What the exercise asks: Change "taillight" to "rear light" in the data from the line with "Where can you see the blue" through the end of the data. Write out only those lines, leaving everything else in them unchanged.

··· Records supplied

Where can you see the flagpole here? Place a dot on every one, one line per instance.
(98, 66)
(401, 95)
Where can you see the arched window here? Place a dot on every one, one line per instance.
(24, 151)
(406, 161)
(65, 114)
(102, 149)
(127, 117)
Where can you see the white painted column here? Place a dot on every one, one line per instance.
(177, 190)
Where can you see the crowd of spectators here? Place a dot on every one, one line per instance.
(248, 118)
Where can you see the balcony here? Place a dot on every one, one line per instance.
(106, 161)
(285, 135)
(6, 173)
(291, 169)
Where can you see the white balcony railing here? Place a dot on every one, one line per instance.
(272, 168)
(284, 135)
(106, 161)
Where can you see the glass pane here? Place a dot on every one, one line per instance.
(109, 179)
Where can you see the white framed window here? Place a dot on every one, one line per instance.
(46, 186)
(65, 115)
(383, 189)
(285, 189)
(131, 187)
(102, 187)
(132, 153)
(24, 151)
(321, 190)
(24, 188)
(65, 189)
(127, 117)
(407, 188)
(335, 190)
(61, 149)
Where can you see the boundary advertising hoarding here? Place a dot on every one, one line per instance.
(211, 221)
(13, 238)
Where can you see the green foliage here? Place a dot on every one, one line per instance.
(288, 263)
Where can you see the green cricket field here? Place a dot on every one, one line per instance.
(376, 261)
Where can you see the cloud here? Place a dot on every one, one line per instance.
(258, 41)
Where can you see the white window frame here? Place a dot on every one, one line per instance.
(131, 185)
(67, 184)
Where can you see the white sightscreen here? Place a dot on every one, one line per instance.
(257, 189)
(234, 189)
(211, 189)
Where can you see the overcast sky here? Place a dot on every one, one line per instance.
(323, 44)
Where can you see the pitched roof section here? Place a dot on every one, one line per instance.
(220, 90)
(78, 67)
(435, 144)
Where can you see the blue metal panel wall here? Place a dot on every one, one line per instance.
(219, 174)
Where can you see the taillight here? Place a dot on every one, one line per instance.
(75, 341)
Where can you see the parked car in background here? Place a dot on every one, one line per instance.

······

Answer to the problem:
Where can you see the blue metal panel wall here? Place a dot on every one, one line per instance.
(219, 174)
Where can you see the rear light here? Place a dot on every one, one line per instance.
(75, 341)
Where can you see the parked car in background here? Place a dot on every one, one line per instance.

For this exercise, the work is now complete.